Page extract:
/---

We had several very hot days previously on the journey north toward Calais but nothing quite that high. We knew from the forecast that it would be very hot so we headed for the aire on top of the cliff for some breeze. We did indeed have quite a strong breeze up there - a strong very hot breeze. It was strange looking down onto the beach at 8.30 in the evening - it was still crowded with loads of bathers still in the sea.


----------



## GMJ (Jun 24, 2014)

For the first time this year Mrs GMJ suffered badly with the heat on our trip. Its a symptom of MS however she had never had it until now. It started 4 days out into a month long trip:surprise:


Use of fans (240 and 12v); bowls of cold water; ice packs; and elevated feet helped but we shan't be going south next summer:frown2:


So next summer we'll take all the same stuff as precautions as head off in N Europe instead.


I have no issue with the heat but I could sweat for Wales :grin2:


Graham:smile2:


----------



## Easyriders (May 16, 2011)

Agree, 747, we both like sunny weather, but stay in the shade at the hottest part of the day, and we both go light brown gradually, no burning. We don't use suncream, the oily ones especially make you feel even hotter, and sting your eyes like hell if they run into them. Also, sun cream should never be used before using a swimming pool.

When people moan about the heat, it's often actually the humidity that's the problem. Britain, being an island, has very high humidity, and 25ºC there can feel more tiring than 35ºC in a dryer climate.

Also, most people seem to rush lemming-like to the seaside, where humidity is always higher. If you go somewhere with a hot climate, it's much better to go well inland. It may well be hotter in the day than by the sea, but it will be much cooler at night. John and Linda.


----------



## raynipper (Aug 4, 2008)

Yesterday 28c and too hot.
Today 29c and too sweaty.
Roll on the rain tomorrow.!!

Ray.


----------



## flyinghigh (Dec 10, 2012)

Just back from lake balaton Hungary with temps of 42c last week, way too hot for me! You couldn't enjoy the country in the day, and in the evening the mosquito came out to play, 
My month in Scotland earlier in the year was pure bliss in comparison, only two days of sun but sensible temperatures of 15 C most days, but then again I won't tell you about the midges!!,


----------



## aldra (Jul 2, 2009)

\---

Continue the forum thread about coping with hot weather while traveling, picking up right where it stops.

Material provided:
/---

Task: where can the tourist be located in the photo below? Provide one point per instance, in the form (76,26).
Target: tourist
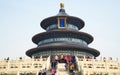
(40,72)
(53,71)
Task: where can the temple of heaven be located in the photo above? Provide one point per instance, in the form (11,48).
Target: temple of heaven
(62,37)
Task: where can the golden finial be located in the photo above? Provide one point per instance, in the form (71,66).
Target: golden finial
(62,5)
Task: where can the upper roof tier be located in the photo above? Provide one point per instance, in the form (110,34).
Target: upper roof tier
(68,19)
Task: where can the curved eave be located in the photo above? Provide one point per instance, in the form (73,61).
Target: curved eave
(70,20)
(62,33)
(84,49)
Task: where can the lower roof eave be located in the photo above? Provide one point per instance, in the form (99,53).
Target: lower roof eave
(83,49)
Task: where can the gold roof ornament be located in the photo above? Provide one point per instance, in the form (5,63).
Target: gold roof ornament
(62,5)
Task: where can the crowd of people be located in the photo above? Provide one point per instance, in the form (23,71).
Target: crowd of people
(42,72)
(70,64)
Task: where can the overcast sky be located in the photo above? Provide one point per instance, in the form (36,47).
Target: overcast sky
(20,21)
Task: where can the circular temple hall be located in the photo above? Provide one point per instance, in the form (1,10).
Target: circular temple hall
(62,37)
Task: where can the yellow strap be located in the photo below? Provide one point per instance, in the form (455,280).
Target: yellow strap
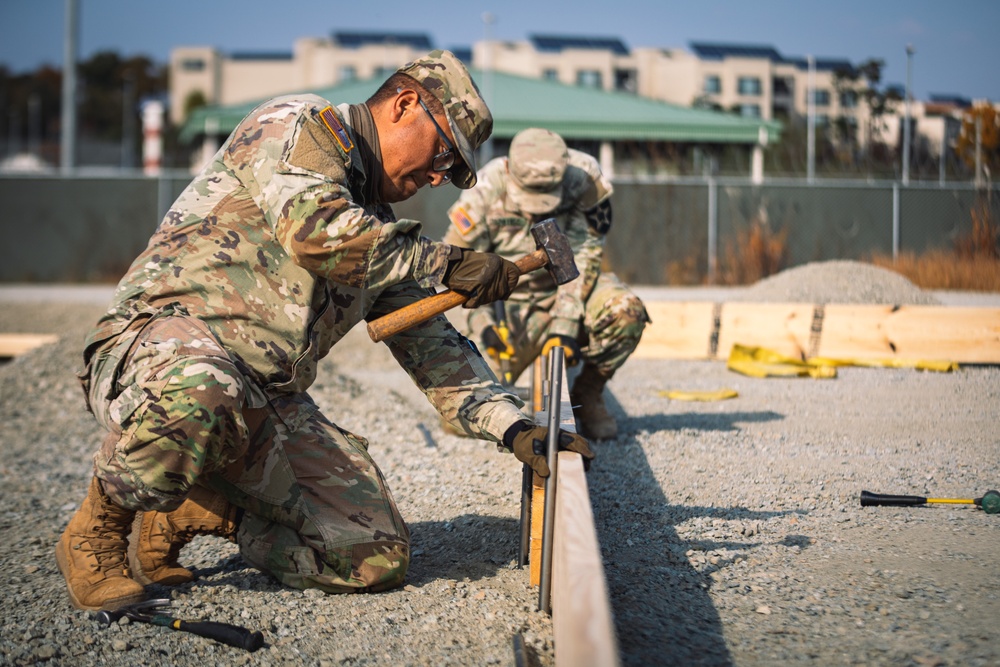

\---

Response for this exercise:
It is a question of acclimatisation 

We lived in Israel and expected the heat

Although Jerusalem often has a breeze 

A month or so doesn't allow for acclimatisation 

Health problems further complicate things 

So we travel out of season when we can actually travel at all

With excellent air con as a back up

And (shock horror) a gas generator if not on hook up and wilding

And Shadow and I lounge in the van

Me with my heart problems, my valve is getting old, or maybe it's just me getting old

Him with his thick long coat

We go out and about, search out water for him to swim

But oh the bliss of a cool van

Albert sits out in the shade

But we are the same at home

The bedroom has air con for humid nights

Aldra


----------



## raynipper (Aug 4, 2008)

Innit bluddy marvelous.
Just today we speak via Skype to family and friends in Turkey, Madrid, Calpe, Dordogne and the Vienne who are all sweltering in 30c+ and can't work or do anything.
While here in Normandy we do have 19c but a howling gale all night and morning driving the rain sideways. But I'm not complaining as we are comfortable, dry and warm.

Ray.


----------



## jonse (Nov 2, 2008)

Nice and hot down here Ray, in Puivert


----------



## raynipper (Aug 4, 2008)

Naarrrr, don't do 'HOT' too draining.

Ray.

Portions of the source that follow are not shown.